> _Prompt_:
Report how many lines in the rows below contain the string "this". Give only the number.

> _Listed entries_:
= = = = =

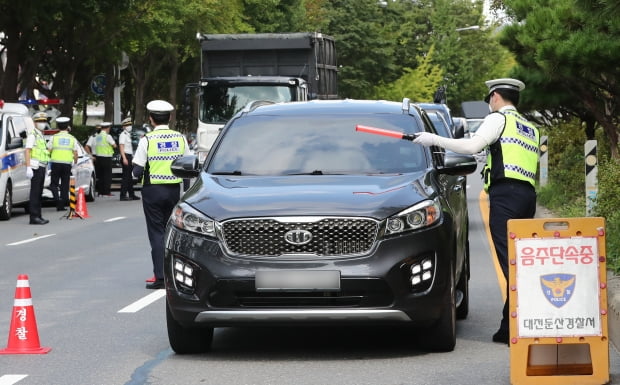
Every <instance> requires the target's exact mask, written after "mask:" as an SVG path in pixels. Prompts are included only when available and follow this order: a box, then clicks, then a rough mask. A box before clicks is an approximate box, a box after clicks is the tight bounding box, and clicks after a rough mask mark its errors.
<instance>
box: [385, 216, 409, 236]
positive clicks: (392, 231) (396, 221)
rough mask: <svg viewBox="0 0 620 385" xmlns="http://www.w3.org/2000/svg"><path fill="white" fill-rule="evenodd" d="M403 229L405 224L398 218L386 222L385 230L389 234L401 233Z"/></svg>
mask: <svg viewBox="0 0 620 385" xmlns="http://www.w3.org/2000/svg"><path fill="white" fill-rule="evenodd" d="M404 227H405V224H404V223H403V221H401V220H400V219H398V218H390V219H389V220H388V223H387V229H388V231H389V232H390V233H397V232H399V231H402V229H403V228H404Z"/></svg>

= = = = =

> _Exercise response_:
1